ENTRIES SHOWN -
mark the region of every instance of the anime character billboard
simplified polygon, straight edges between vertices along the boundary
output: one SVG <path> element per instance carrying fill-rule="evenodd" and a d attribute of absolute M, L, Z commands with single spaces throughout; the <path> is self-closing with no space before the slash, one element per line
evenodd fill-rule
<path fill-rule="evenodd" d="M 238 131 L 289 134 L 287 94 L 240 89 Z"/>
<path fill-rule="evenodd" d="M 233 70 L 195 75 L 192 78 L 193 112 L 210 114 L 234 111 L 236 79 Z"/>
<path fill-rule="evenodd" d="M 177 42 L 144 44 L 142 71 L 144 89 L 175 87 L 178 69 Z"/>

---

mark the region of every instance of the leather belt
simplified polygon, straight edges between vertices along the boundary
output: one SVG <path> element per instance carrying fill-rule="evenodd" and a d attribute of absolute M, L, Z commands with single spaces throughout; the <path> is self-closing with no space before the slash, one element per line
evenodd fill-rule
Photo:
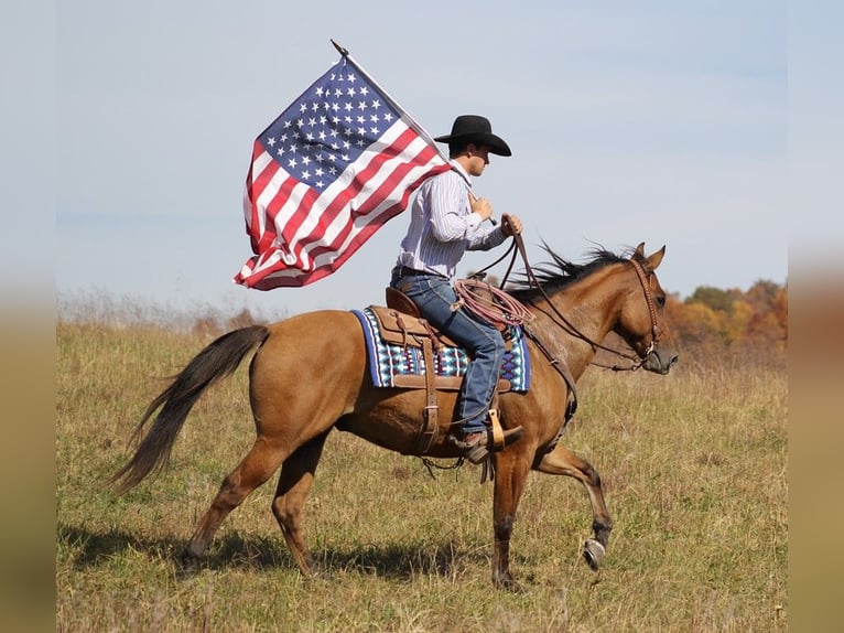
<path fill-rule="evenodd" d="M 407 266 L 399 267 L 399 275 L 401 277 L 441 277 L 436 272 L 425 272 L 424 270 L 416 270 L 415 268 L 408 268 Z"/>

--

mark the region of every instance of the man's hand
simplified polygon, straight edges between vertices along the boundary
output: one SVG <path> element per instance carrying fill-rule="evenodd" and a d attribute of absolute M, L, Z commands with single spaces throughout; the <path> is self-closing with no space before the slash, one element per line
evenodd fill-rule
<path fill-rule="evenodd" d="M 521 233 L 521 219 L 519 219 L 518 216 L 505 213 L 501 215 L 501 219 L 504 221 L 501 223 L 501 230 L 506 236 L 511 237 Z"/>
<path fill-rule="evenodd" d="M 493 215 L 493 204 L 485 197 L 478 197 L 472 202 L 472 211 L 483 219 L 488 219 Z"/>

AIM OF THE EXERCISE - Rewrite the records starting at the line that contains "mark the region of every instance of the leather" and ending at the line that contains "407 266 L 399", requests included, with every coordinate in the answers scaled by 1.15 and rounded to a whole number, halves rounded up. Leave the pictures out.

WORKED SOLUTION -
mark the region of every instance of the leather belt
simplified polygon, straight edges between vertices along the boundary
output: one SVG <path> element per instance carrying fill-rule="evenodd" and a d attribute of absolute M, L, Z commands with single spaces throughout; the <path> is self-closing with no space before the slash, one element per line
evenodd fill-rule
Photo:
<path fill-rule="evenodd" d="M 468 306 L 459 307 L 459 316 L 461 319 L 507 319 L 501 313 L 489 313 L 488 311 L 478 311 L 477 308 L 469 308 Z"/>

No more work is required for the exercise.